#### Excerpted text
ICE halts traffic stops after Maine, Texas shootings
Two fatal ICE shootings have occurred in the past week
What happened
The Trump administration on Tuesday ordered Immigration and Customs Enforcement (ICE) agents to suspend most vehicle stops after two fatal shootings by federal officers in the past week. The deaths of Johan Sebastian Duran Guerrero in Maine and Lorenzo Salgado Araujo in Texas “brought to at least seven the number of people shot dead” during ICE enforcement operations since January 2025, Reuters said. An unnamed 28-year-old Mexican national also died Tuesday in Florida after being struck by a tractor-trailer while reportedly fleeing ICE agents.

#### Listed entries

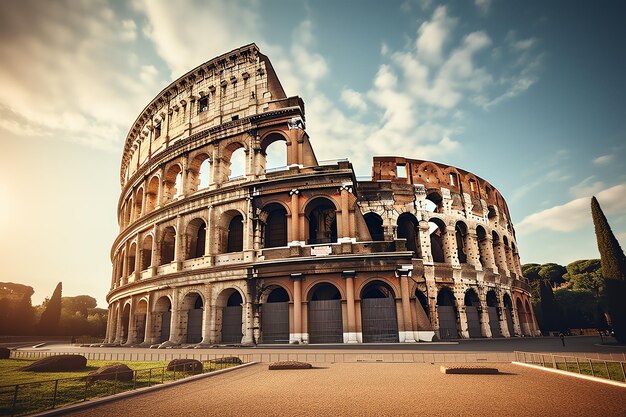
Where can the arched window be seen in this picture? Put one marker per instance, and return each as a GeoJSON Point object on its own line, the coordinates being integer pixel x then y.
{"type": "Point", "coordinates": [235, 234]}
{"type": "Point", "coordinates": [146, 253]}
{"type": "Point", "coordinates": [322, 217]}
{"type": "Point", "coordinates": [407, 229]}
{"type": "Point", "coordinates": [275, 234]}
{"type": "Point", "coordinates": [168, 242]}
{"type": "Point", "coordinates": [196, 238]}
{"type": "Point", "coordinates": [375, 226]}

#### Set problem
Please reproduce word for word the part of the ICE traffic-stop article above starting at "ICE halts traffic" and ending at "fleeing ICE agents.".

#### Solution to this exercise
ICE halts traffic stops after Maine, Texas shootings
Two fatal ICE shootings have occurred in the past week
What happened
The Trump administration on Tuesday ordered Immigration and Customs Enforcement (ICE) agents to suspend most vehicle stops after two fatal shootings by federal officers in the past week. The deaths of Johan Sebastian Duran Guerrero in Maine and Lorenzo Salgado Araujo in Texas “brought to at least seven the number of people shot dead” during ICE enforcement operations since January 2025, Reuters said. An unnamed 28-year-old Mexican national also died Tuesday in Florida after being struck by a tractor-trailer while reportedly fleeing ICE agents.